REQUIRED TASK: Can you copy each of the rows below word for word, leaving the pictures out?

Stored items:
>> START
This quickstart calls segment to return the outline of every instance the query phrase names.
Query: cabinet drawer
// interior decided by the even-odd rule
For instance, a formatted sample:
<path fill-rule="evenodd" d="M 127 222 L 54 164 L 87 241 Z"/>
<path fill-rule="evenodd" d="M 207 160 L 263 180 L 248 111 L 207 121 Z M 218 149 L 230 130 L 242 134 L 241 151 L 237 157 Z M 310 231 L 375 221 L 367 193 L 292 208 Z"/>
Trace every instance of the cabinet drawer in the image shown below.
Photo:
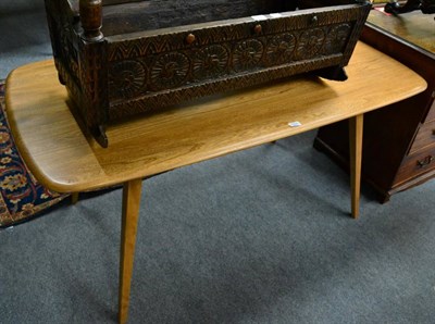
>> END
RESULT BELOW:
This quickstart calls segment to return the outline of every instance the query phrase names.
Query: cabinet drawer
// interior decided by the even-odd rule
For instance, a formatted sample:
<path fill-rule="evenodd" d="M 127 222 L 54 164 L 87 241 Z"/>
<path fill-rule="evenodd" d="M 207 160 L 263 180 L 248 111 L 207 121 Z M 218 149 L 230 130 L 242 134 L 241 151 L 237 157 Z M 310 231 L 375 221 L 367 193 L 292 208 Z"/>
Trace every instance of the cabinet drawer in the image shown below.
Photo:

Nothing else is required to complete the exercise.